### WHAT TO DO
a) According to the review of the album Falcon, in what room did Zdan record its songs?
b) For each statement below, decide whether it agrees with the review of the album Falcon, and support each yes or no with the deciding words quoted from the review. (i) Zdan engineered the album herself. (ii) "Can You Be Alone" was written during the pandemic. (iii) The album opens with "The Worst Thing."
c) Echo the passage of the review of the album Falcon from "By far the most" up to and including "beauty of nature.".

Those soundscapes demand your attention from the start of Falcon thanks to opener “Dying Inside,” which sounds like a sunset-cloaked desert on a warm night. It’s intimate yet massive, and a perfect introduction for what follows suit afterwards. “The Worst Thing” sees Zdan wielding her electric guitar like a sword in a way that recalls the most determined Feist songs, all while addressing the culture norm of remaining silent about the tragic events that happen to women’s bodies. Then comes “Falcon’s Wing” which sees her ruminating on the intensity of pregnancy loss with rousing rock riffs that double as a call to arms. Even later on, during the slow-burning “Can You Be Alone,” she whips up gorgeous harmonizing guitar solos that boast an effortless pop hook. “By the way, I wrote that one way before the pandemic,” she laughs. “Turns out the question of whether you can be comfortable in your solitude has always been lingering around.”
By far the most impressive part of Falcon is the fact that Zdan not only wrote, played, and produced the entire album, but she engineered it by herself, too. After years of producing songs for other artists, she decided to finally attend an audio engineering class at night to fill in her formal educational gaps. During two-hour windows while her baby napped, Zdan recorded these songs in her tiny laundry room, laying down multiple takes, with new equipment she bought for the occasion. You would never be able to tell. Each track is unbelievably massive, and songs like “Everyone Wants” and “Canceleer” sound like they were recorded in top-tier studios. Zdan’s soundscapes draw out the subtle details of her instruments and melodies, almost akin to how a professional photographer can accurately capture the jaw-dropping beauty of nature.

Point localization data

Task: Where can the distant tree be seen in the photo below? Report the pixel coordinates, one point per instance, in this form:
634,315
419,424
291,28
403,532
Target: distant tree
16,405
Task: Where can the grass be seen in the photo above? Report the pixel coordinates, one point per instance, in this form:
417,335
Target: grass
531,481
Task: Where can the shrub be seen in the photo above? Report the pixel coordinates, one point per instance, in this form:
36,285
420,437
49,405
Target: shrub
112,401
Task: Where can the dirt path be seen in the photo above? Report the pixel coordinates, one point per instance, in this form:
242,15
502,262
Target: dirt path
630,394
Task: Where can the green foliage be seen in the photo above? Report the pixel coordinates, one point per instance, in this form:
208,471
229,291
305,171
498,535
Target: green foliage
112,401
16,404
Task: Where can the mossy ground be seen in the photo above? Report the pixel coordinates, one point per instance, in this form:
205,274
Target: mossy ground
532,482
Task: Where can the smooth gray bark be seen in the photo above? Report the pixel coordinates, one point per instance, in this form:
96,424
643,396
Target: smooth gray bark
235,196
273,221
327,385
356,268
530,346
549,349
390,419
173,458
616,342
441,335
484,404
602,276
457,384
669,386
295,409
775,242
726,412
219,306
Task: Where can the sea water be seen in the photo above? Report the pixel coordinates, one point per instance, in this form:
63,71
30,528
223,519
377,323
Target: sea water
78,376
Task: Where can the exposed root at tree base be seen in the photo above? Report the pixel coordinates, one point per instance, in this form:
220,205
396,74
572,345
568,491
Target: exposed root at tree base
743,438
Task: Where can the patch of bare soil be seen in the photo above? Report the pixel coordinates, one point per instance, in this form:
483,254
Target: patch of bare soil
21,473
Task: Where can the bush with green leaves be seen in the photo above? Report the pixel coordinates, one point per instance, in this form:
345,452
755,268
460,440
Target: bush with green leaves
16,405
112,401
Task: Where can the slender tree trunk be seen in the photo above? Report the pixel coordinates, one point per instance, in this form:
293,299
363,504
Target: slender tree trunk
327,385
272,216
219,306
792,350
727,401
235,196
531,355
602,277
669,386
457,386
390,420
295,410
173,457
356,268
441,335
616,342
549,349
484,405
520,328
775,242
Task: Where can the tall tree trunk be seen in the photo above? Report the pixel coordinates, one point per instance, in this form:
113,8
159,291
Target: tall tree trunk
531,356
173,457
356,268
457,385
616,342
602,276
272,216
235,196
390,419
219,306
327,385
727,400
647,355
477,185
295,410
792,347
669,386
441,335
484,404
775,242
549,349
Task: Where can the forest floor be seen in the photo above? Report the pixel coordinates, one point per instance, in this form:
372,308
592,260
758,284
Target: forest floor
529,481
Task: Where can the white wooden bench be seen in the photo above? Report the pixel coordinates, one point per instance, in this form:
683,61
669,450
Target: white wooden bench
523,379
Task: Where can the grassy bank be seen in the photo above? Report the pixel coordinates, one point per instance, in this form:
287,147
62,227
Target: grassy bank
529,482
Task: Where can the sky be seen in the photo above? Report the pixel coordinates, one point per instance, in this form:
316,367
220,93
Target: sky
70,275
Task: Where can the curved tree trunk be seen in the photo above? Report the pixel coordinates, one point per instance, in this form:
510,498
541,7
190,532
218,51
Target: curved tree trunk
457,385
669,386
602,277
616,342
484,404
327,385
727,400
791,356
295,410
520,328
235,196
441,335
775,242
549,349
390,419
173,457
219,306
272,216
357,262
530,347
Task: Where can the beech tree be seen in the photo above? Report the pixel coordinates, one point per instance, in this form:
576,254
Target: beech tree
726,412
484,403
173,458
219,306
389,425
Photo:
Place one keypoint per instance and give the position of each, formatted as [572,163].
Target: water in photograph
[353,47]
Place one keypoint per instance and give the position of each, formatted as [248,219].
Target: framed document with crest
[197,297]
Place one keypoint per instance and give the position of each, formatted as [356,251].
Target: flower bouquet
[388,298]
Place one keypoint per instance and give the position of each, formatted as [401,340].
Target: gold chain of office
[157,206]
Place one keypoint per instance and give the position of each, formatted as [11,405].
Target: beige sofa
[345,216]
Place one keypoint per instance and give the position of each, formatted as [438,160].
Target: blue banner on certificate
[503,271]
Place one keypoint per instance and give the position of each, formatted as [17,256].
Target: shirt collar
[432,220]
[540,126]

### YOUR WRITTEN ANSWERS
a) In her tiny laundry room.

b)
(i) Yes: "she engineered it by herself, too."
(ii) No: "I wrote that one way before the pandemic."
(iii) No: "opener “Dying Inside,”"

c)
By far the most impressive part of Falcon is the fact that Zdan not only wrote, played, and produced the entire album, but she engineered it by herself, too. After years of producing songs for other artists, she decided to finally attend an audio engineering class at night to fill in her formal educational gaps. During two-hour windows while her baby napped, Zdan recorded these songs in her tiny laundry room, laying down multiple takes, with new equipment she bought for the occasion. You would never be able to tell. Each track is unbelievably massive, and songs like “Everyone Wants” and “Canceleer” sound like they were recorded in top-tier studios. Zdan’s soundscapes draw out the subtle details of her instruments and melodies, almost akin to how a professional photographer can accurately capture the jaw-dropping beauty of nature.